[Records from a point annotation dataset]
=====

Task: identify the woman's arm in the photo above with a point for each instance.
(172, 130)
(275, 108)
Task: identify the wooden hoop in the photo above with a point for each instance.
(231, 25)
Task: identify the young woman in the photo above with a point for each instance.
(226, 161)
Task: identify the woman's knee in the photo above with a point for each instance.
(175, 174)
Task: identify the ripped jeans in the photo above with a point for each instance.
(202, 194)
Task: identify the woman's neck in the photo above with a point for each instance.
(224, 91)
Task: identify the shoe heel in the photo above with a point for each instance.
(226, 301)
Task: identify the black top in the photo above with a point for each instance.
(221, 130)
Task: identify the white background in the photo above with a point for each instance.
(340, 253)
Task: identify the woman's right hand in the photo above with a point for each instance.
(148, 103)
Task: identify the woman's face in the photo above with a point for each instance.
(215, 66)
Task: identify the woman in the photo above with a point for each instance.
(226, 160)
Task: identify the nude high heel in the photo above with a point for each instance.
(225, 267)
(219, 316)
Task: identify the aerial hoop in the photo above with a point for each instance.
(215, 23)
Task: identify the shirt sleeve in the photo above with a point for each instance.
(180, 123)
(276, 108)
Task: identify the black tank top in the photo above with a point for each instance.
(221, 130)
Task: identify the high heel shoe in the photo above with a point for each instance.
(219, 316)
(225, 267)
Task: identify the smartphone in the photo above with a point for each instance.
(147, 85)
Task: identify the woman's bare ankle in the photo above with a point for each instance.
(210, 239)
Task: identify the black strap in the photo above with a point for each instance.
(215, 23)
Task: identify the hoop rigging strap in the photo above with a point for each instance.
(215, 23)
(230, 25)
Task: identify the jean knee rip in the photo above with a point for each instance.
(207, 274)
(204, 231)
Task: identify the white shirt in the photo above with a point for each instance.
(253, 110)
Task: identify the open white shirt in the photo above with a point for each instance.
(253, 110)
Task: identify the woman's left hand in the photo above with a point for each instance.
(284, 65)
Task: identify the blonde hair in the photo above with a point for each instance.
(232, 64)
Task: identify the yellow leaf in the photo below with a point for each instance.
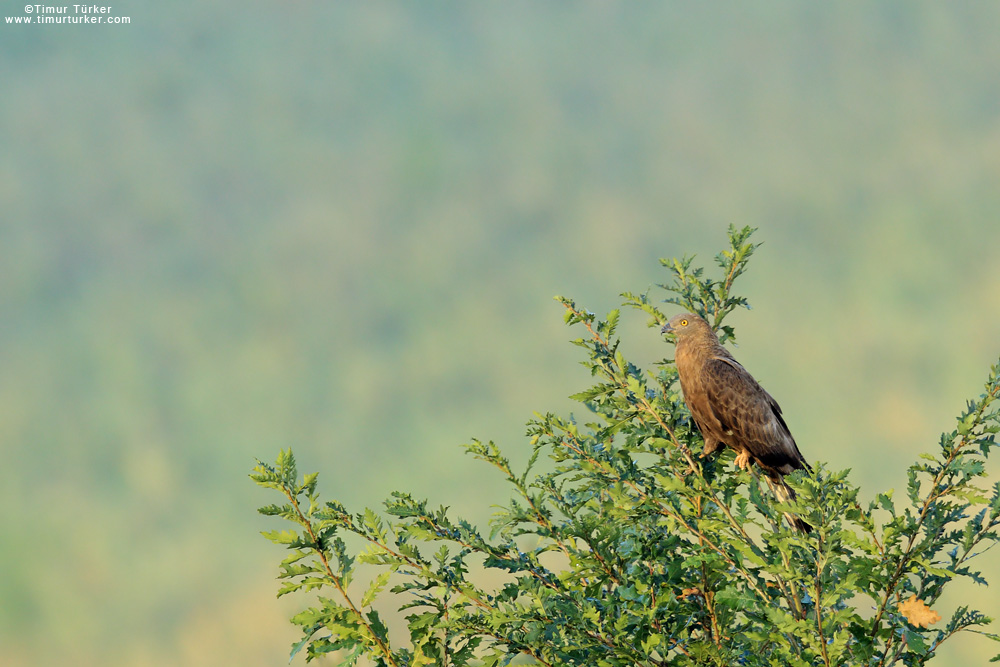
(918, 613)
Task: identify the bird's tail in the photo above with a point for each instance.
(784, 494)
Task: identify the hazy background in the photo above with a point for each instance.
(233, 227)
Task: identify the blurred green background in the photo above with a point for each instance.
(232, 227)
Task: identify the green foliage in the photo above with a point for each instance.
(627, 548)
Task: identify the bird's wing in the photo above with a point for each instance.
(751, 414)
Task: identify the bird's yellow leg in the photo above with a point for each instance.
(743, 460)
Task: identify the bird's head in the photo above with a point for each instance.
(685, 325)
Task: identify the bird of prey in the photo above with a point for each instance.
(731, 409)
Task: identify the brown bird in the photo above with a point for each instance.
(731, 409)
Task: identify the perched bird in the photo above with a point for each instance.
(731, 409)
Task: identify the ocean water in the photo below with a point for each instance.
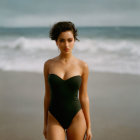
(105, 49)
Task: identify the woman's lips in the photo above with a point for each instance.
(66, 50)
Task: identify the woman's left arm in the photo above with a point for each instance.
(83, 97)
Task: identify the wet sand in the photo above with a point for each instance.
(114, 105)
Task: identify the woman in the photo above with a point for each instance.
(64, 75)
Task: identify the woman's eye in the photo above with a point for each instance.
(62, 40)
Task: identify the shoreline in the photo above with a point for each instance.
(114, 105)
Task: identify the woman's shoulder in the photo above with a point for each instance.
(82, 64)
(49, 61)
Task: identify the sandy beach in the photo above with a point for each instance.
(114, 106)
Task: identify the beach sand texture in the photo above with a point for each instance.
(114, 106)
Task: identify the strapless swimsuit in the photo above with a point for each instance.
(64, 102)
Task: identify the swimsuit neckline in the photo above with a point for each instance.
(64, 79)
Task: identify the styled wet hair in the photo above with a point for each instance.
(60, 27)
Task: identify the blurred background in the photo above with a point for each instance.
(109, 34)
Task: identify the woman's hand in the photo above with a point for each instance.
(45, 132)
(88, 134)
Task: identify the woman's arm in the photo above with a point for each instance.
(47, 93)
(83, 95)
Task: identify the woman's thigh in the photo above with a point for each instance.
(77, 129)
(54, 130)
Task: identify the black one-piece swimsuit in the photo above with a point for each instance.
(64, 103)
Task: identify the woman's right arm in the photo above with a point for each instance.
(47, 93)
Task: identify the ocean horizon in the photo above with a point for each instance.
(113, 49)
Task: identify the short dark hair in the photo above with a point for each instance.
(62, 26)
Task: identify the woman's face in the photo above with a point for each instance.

=====

• [SET EXERCISE]
Return all of the data above word for word, leaving out the pictures.

• [RESPONSE TO THIS EXERCISE]
Task: identify the woman's arm in the photo above with a point for each instance.
(172, 130)
(275, 108)
Task: identify the wooden hoop in the photo above with a point for each instance.
(231, 25)
Task: identify the young woman in the photo above with a point for each instance.
(226, 161)
Task: identify the woman's knee in the photo above with a point for each instance.
(175, 174)
Task: identify the ripped jeans in the photo above with a point for each instance.
(202, 194)
Task: identify the woman's neck in the photo above with a point for each instance.
(224, 91)
Task: identify the shoe heel in the photo above with a point for each instance.
(226, 301)
Task: identify the black top in the photo above with a point for each instance.
(221, 130)
Task: identify the white background in the photo above with a point for each instance.
(340, 253)
Task: identify the woman's right hand in the photo above with a point for each instance.
(148, 103)
Task: identify the woman's face in the photo above with a point for each instance.
(215, 66)
Task: identify the woman in the photo above with a point for each instance.
(226, 160)
Task: identify the nude high heel in the photo above with a point for each instance.
(225, 267)
(219, 316)
Task: identify the aerial hoop in the photo above with a point for each instance.
(215, 23)
Task: identify the shirt sleeve in the photo above with a point for each instance.
(180, 123)
(276, 108)
Task: identify the black tank top in the photo above with a point for each instance.
(221, 130)
Task: identify the high heel shoe in the photo above with a point for each instance.
(219, 316)
(225, 267)
Task: identify the smartphone in the photo above with a point for each instance.
(147, 85)
Task: identify the woman's bare ankle in the photo above with a point for each instance.
(210, 239)
Task: identify the black strap in the photo above with a point for each instance.
(215, 23)
Task: identify the hoop rigging strap in the photo above with a point for each instance.
(215, 23)
(230, 25)
Task: identify the jean knee rip in the photo above with a point for each instance.
(207, 274)
(204, 231)
Task: identify the white shirt in the photo above with a point for each instance.
(253, 110)
Task: identify the open white shirt in the photo above with a point for each instance.
(253, 110)
Task: identify the woman's left hand in the photo above with a point for each instance.
(284, 65)
Task: identify the blonde hair in the photo above with a point for each instance.
(232, 64)
Task: identify the yellow leaf in the photo below with a point for each instance.
(918, 613)
Task: identify the bird's tail in the photo above with a point for each instance.
(784, 494)
Task: identify the hazy background in the photo above with a point for each instance.
(233, 227)
Task: identify the blurred green background in the photo above with a point for each instance.
(232, 227)
Task: identify the green foliage in the photo above with a point for each instance.
(627, 548)
Task: identify the bird's wing in the photo above with a point for each instance.
(751, 414)
Task: identify the bird's yellow leg in the photo above with a point for each instance.
(743, 460)
Task: identify the bird's head in the photo above with a point for each instance.
(685, 325)
Task: identify the bird of prey in the photo above with a point for each instance.
(731, 409)
Task: identify the brown bird in the photo above with a point for each instance.
(731, 409)
Task: identify the perched bird in the photo above with a point for each instance.
(731, 409)
Task: identify the ocean water in the photo below with a point for each instance.
(105, 49)
Task: identify the woman's lips in the photo above with a point for each instance.
(66, 50)
Task: identify the woman's left arm in the photo above with a point for each instance.
(83, 97)
Task: identify the wet sand in the photo above with a point for each instance.
(114, 105)
Task: identify the woman in the photo above with a point for each instance.
(64, 75)
Task: identify the woman's eye in the photo above with a point for each instance.
(62, 40)
Task: identify the shoreline in the photo above with a point for each instance.
(114, 105)
Task: identify the woman's shoulder in the photo above with a point for each instance.
(82, 64)
(49, 61)
Task: identify the sandy beach in the photo above with a point for each instance.
(114, 106)
Task: identify the beach sand texture in the photo above with a point for each instance.
(114, 106)
Task: identify the strapless swimsuit in the photo above with a point for each instance.
(64, 102)
Task: identify the swimsuit neckline in the photo above with a point for each instance.
(64, 79)
Task: identify the styled wet hair in the photo above with a point for each instance.
(60, 27)
Task: identify the blurred background in the photo above with a point for each instance.
(109, 34)
Task: identify the woman's hand in the photo above with a point for each instance.
(45, 132)
(88, 134)
Task: identify the woman's arm in the photo above with a point for each instance.
(47, 93)
(83, 95)
Task: identify the woman's thigh in the photo above with a point for each instance.
(77, 129)
(54, 130)
Task: identify the black one-piece swimsuit in the photo above with a point for each instance.
(64, 103)
Task: identify the woman's right arm in the photo above with a point for each instance.
(47, 93)
Task: identify the ocean horizon in the photo above with a point for each instance.
(113, 49)
Task: identify the short dark hair in the photo above with a point for each instance.
(62, 26)
Task: identify the woman's face in the photo above with a point for each instance.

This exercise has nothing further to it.